◆ What the task requires:
In the reflection on the third Sunday after Epiphany, what does the word "epiphany" itself mean?

◆ Page extract:
Third Sunday After the Epiphany (Year C)
TEXT: Luke 4:14-21
And he rolled up the scroll, gave it back to the attendant, and sat down. The eyes of all in the synagogue were fixed on him. Then he began to say to them, “Today this scripture has been fulfilled in your hearing.” (Luke 4:20-21)
This coming Sunday, many will begin worship by naming the liturgical date: “Welcome to God’s house on this third Sunday after Epiphany.”
The Epiphany of the Lord is always observed on the sixth of January. The third Sunday following that date is “Epiphany Three.”
That may not mean much of anything to you. And for a long time, it didn’t mean much to me, either! I don’t remember the liturgical calendar and the seasons of the church year having quite such a high profile in the United Church of my youth. Maybe it did, and I just wasn’t paying attention.
In recent years, though, I’ve come to appreciate the seasons of the church year.
We’ve just recently passed through the season of Advent—that span of waiting and anticipation preceding the festivities of Christmas. And soon—leading up to the sheer joy of Easter—we’ll enter the season of Lent.
Traditionally, Lent is comprised of 40 days of somber reflection—relieved, thankfully, by the Sundays in the midst of Lent.
Yeah. The Sundays are not actually part of Lent. But that’s a whole other story.
As of today, we are about halfway through the season of Epiphany. Epiphany Day—on January sixth—commemorates the moment when Jesus’ true identity was revealed to the Magi.
The word “epiphany” itself means “revealing”—and it carries the sense of a sudden illumination, like a light being switched on.
Now, in the “Revised Common Lectionary”—the schedule of Bible readings that we usually follow—the gospel lessons for the Sundays after Epiphany have been carefully chosen.
In other words, they’re part of a plan. And the plan is to focus the spotlight on Jesus and then click the brightness up a notch, week by week.
It begins with the Star of Bethlehem lighting the way for the Wise Men, and it concludes with Jesus standing atop the Mount of Transfiguration, his face and clothing so brilliantly dazzling that those with him needed sunglasses!
It’s as if, on each of the Sundays during this season, we turn the dimmer switch up just a little bit more.
On the first Sunday after Epiphany in year “C”—which is what we’re in right now—the lectionary serves up the story of Jesus’ baptism, telling us how the Holy Spirit descended on him like a dove, and the heavenly voice spoke to him.
Then, on the second Sunday after, we read the account of the Wedding at Cana, when Jesus turned water into wine—and his disciples saw that, and believed. The light shines brighter and brighter on Jesus, and more and more people begin to realize who he really is.
But have you ever asked yourself, “When did Jesus know?”
When did Jesus know who he really was?
Some would argue that he always knew—and much of the Gospel of John supports that kind of thinking.
“In the beginning was the Word,” John says. “And the Word was with God, and the Word was God … And the Word became flesh and lived among us” (John 1:1, 14).
In John’s Gospel, Jesus always seems to know exactly who he is, and who he was, and who he will be. Not only that, but he seems to know exactly where he came from, and exactly where he’s going. John doesn’t give us an account of Jesus’ birth, or mention—as Luke does (2:52)—that he “increased in wisdom and in years”—growing smarter as he grew older.

◆ Material shown:
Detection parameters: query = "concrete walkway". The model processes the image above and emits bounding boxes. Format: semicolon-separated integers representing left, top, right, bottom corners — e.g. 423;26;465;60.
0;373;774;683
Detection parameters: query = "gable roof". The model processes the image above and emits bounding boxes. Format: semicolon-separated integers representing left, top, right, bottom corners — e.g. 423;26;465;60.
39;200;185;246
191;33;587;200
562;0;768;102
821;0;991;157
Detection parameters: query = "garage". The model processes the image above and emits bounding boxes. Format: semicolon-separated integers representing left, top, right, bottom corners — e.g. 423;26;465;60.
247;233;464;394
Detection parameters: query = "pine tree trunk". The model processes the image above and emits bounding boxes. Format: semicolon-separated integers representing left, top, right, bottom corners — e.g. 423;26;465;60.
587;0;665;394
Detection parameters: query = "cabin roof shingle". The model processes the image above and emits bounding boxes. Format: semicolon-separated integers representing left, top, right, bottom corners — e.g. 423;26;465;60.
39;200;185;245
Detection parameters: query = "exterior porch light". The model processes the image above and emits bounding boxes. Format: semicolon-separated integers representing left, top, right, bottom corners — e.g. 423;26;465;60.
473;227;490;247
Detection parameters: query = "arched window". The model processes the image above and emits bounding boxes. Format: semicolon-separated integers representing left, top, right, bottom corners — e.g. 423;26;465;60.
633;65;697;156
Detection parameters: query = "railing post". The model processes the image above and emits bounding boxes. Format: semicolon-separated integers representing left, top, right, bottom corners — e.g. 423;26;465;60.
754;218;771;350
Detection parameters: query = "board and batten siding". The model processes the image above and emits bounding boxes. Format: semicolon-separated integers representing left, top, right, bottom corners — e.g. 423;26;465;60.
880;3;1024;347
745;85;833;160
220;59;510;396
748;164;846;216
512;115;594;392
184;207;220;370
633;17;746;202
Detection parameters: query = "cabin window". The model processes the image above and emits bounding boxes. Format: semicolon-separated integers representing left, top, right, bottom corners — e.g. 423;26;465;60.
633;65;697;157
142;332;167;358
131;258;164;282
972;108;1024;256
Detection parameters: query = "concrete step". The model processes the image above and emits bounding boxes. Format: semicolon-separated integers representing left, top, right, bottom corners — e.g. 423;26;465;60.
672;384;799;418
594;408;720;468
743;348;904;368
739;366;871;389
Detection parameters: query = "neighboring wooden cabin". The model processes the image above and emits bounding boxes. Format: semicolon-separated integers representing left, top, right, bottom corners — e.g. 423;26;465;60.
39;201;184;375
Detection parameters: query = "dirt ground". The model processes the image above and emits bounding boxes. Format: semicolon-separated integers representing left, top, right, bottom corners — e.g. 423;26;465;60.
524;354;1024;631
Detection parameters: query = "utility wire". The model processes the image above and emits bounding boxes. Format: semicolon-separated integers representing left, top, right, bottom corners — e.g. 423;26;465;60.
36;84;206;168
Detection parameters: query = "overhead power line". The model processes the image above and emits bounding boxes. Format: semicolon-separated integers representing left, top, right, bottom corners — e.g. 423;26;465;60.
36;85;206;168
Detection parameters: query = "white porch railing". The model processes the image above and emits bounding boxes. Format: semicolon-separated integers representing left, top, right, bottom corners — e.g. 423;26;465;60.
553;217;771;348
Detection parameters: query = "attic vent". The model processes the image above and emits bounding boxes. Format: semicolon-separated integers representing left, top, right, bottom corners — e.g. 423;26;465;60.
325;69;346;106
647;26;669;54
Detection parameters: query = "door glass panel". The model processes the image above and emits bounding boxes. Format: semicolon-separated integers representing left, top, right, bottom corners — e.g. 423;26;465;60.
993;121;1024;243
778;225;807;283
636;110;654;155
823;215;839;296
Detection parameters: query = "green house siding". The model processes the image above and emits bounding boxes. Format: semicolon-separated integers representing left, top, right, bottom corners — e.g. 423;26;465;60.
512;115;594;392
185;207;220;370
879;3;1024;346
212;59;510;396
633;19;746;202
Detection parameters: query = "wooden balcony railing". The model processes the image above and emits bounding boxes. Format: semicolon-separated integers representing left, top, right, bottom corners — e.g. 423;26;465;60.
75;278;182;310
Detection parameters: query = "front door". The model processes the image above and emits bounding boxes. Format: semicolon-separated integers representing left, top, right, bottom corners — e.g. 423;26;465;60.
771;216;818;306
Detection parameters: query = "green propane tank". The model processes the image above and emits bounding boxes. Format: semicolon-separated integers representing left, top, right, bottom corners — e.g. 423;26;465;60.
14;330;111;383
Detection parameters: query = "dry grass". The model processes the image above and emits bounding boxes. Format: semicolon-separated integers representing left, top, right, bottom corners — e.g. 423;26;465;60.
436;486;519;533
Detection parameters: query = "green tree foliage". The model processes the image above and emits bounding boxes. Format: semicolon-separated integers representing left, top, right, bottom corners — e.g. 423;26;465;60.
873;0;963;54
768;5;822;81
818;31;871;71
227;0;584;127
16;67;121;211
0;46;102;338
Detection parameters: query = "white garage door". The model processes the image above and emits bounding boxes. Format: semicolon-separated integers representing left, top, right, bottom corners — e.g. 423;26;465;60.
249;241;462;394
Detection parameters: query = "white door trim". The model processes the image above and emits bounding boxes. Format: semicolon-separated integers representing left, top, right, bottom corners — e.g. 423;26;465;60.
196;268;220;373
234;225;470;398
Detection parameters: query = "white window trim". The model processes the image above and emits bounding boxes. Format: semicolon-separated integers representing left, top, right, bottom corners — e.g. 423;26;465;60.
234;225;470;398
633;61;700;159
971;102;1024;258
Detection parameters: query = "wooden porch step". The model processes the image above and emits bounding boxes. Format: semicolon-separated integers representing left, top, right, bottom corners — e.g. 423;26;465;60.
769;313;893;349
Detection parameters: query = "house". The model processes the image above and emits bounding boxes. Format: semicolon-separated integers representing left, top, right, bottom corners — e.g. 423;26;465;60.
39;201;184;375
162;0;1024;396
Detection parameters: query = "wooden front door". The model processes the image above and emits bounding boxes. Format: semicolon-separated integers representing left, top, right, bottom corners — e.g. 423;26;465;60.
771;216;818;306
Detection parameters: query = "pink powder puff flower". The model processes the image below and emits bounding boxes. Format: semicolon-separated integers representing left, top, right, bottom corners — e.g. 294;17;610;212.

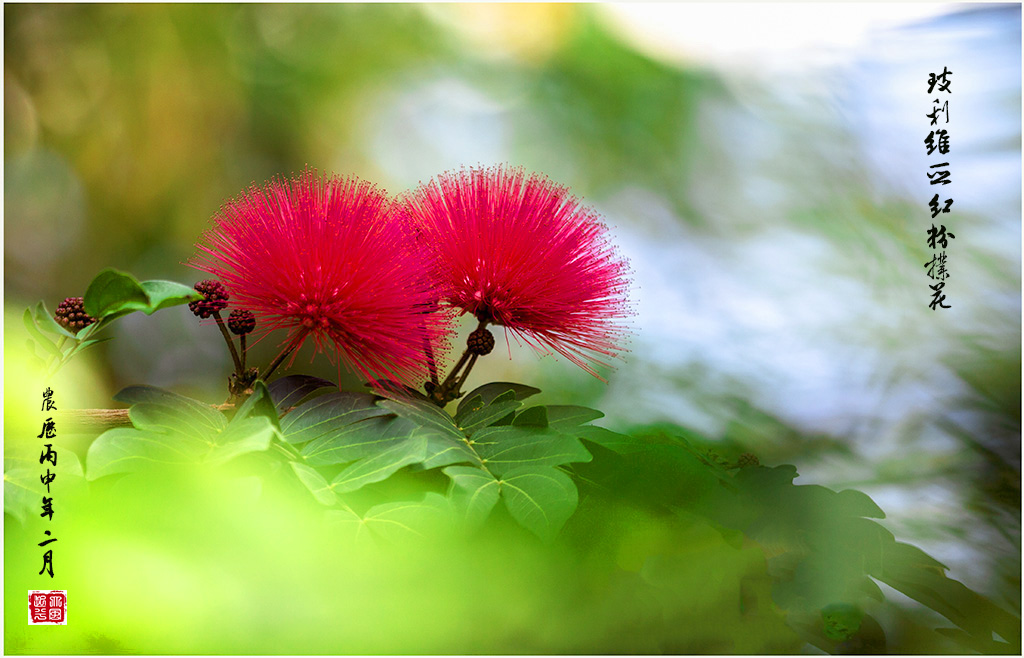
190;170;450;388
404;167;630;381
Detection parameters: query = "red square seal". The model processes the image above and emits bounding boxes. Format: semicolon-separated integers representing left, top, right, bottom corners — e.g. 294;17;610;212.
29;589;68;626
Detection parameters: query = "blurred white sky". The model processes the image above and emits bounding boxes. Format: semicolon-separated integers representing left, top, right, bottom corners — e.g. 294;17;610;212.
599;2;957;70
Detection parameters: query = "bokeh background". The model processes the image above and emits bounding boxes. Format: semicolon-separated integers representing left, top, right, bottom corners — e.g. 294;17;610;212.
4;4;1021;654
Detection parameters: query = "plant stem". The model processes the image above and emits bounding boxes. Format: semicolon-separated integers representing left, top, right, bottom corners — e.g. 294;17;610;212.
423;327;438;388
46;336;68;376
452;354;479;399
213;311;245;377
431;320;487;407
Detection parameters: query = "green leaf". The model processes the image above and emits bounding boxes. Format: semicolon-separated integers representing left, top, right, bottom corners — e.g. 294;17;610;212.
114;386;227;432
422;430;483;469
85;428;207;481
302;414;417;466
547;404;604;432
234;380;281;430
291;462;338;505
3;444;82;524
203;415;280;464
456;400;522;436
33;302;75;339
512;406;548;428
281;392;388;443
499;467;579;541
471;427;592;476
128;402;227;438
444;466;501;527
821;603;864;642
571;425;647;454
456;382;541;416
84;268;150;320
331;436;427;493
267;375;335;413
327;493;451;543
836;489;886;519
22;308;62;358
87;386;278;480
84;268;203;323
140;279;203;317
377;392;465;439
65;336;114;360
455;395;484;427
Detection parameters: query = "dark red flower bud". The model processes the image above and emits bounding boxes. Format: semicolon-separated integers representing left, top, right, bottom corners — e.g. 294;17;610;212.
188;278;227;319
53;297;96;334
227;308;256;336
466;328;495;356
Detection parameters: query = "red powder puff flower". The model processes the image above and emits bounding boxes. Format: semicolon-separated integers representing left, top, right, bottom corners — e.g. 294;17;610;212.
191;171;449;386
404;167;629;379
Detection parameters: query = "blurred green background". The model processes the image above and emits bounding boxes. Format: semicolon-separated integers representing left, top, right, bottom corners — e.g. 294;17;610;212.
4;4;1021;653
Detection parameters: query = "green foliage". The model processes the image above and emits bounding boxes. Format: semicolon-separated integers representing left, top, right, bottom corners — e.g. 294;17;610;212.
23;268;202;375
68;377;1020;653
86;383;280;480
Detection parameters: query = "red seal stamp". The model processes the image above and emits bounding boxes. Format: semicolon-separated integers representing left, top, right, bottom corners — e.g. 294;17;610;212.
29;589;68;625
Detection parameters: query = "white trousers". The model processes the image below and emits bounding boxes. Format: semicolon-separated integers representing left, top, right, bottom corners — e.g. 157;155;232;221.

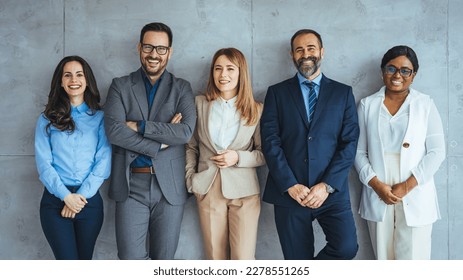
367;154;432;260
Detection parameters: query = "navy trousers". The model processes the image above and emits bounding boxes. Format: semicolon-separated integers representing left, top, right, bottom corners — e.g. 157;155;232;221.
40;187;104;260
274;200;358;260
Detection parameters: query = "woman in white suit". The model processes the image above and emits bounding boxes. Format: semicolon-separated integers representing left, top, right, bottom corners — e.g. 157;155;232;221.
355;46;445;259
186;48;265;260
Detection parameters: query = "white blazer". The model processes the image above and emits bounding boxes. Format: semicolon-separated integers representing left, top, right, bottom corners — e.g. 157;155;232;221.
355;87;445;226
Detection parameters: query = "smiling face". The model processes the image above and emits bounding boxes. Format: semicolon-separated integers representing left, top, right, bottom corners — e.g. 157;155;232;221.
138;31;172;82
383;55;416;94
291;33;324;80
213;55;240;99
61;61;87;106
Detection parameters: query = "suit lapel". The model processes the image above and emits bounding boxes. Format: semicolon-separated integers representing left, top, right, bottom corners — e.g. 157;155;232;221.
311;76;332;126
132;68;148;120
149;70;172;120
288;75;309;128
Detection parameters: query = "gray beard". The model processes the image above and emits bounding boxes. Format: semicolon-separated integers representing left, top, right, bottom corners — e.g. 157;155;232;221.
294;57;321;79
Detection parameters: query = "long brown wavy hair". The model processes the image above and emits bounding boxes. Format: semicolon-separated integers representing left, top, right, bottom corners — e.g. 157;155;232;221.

◆ Response for this exercise:
It means "revealing," with the sense of a sudden illumination, like a light being switched on.